- **Set exercise**: Word for word, repeat the lines of the records from the one containing "of the utility" through the last line, both included.

- **Input data**:
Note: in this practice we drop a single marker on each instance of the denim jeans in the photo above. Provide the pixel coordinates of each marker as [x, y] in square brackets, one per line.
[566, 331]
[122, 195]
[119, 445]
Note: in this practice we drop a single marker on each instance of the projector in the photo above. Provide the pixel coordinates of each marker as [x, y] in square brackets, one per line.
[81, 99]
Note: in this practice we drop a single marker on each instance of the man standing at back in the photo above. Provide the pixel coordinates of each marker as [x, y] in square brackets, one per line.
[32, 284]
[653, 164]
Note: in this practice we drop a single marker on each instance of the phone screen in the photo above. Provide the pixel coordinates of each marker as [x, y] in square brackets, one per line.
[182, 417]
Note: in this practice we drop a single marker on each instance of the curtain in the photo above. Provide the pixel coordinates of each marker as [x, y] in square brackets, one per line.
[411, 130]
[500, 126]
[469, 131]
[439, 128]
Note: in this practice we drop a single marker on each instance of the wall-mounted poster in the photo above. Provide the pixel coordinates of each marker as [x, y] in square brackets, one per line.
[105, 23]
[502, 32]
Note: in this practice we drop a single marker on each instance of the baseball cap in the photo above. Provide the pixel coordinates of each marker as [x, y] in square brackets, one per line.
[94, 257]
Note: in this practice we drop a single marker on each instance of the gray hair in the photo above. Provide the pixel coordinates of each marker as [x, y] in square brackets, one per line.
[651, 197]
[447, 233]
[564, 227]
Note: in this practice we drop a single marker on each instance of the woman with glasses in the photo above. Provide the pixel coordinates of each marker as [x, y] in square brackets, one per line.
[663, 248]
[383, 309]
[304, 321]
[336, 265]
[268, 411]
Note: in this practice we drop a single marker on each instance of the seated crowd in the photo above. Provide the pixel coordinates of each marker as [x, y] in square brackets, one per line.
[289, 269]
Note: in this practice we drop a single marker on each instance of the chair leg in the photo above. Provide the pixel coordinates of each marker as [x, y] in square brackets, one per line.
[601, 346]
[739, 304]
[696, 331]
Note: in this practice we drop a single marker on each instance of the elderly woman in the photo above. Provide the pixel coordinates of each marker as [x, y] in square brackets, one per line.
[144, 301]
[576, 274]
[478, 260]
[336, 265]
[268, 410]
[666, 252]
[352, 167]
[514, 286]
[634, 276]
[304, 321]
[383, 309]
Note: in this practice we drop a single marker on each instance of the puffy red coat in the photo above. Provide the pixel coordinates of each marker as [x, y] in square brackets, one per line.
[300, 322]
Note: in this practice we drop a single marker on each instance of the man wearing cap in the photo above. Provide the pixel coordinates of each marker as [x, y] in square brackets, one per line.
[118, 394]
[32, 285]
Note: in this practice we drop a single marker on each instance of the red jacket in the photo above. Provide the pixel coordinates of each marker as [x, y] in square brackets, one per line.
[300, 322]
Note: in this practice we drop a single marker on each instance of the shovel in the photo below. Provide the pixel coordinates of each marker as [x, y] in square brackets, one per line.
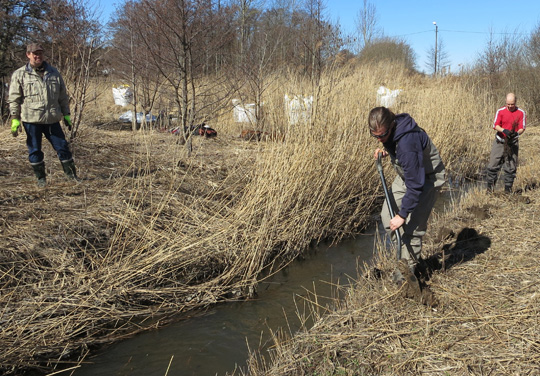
[389, 203]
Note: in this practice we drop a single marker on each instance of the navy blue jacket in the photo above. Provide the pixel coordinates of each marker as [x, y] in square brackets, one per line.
[406, 147]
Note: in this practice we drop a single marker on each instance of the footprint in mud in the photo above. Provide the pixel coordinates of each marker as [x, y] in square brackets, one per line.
[480, 212]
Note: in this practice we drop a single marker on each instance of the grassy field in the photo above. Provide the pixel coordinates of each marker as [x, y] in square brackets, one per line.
[151, 233]
[484, 320]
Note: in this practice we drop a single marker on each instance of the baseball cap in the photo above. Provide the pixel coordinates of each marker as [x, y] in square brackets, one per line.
[33, 47]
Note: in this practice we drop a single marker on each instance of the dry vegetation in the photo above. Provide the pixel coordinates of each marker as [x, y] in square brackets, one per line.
[485, 320]
[150, 233]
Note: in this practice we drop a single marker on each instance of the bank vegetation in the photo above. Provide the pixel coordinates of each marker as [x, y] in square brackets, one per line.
[163, 224]
[484, 276]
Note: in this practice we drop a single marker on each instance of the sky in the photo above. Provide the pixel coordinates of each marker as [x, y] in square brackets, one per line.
[463, 26]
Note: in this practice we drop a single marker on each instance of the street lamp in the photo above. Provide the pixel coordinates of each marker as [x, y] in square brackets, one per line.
[435, 65]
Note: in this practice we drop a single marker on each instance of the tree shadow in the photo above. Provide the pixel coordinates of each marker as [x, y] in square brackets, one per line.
[468, 244]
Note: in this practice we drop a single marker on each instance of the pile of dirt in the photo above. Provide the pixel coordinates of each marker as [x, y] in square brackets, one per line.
[482, 273]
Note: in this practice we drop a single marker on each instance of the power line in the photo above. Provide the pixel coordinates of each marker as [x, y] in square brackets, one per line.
[482, 32]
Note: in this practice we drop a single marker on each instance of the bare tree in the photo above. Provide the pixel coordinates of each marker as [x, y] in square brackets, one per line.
[72, 31]
[178, 36]
[442, 60]
[391, 50]
[366, 25]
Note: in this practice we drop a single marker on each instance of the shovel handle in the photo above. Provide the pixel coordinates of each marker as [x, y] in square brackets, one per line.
[389, 203]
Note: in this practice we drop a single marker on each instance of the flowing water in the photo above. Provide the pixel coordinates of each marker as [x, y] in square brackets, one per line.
[216, 341]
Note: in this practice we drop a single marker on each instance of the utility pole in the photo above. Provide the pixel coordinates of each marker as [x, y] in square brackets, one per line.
[435, 65]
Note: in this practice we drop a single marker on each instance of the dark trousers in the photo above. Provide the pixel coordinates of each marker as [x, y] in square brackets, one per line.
[53, 133]
[505, 156]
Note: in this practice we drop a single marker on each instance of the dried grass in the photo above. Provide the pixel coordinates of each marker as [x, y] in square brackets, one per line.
[150, 234]
[487, 317]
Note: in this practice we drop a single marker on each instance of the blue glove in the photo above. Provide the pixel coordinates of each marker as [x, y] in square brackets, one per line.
[67, 122]
[15, 124]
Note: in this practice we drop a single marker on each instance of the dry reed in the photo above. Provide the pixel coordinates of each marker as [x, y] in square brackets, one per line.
[485, 276]
[150, 233]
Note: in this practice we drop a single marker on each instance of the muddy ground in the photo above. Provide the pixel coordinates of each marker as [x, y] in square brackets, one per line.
[476, 313]
[465, 251]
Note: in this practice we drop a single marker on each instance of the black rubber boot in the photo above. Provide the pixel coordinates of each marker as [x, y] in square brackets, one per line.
[39, 171]
[69, 169]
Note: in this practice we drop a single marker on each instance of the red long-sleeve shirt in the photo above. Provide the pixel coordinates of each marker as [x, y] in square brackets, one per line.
[513, 121]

- **Task result**:
Note: in this practice we drop a single marker on each instance of the utility pole in the photo above. Provide the pixel coordinates of each marker as [x, y] in square brackets, one per line.
[435, 65]
Note: in this practice we drop a single marker on each instance of the dark trousers in the photo above. Provide the pixel coordinates of each marker as [x, y] in square brackets, one per line.
[53, 133]
[505, 156]
Note: in this practice we drop a single marker on each instance of the dried grass in the photo above. Provide the pixel coordinates of each marker as [x, y] in square brackets, one per line.
[150, 234]
[487, 317]
Note: in this practice we drop a single marker on each instance of the blue glove in the photo above. Provide the pixel coordinates of each marker as [x, y] in square brackets, one per line.
[67, 122]
[15, 124]
Note: in this practice we drop a single marker on each instance of the dry reed in the photo above. Provide the pixel coordinates of each marker as [x, y] in square brackets, one per line.
[485, 276]
[150, 233]
Note: in this practice we drop a single marker on each instance of the muddy ground in the photo above. Provide the pixel coordinates of each marker as [x, y] in square brackets, one per line.
[476, 313]
[465, 251]
Note: in this practice we drop a single marker on each instance of the black rubber boot in the photo above. Provide the pixel coordinates of each marker as [x, y] in square brackets, one per line.
[39, 171]
[69, 169]
Note: in this practice we drop a single marker on each instance of the red long-sleeve shirt in the photo above. Provide the pixel coordinates of each marker as [x, y] in square brackets, one per line.
[513, 121]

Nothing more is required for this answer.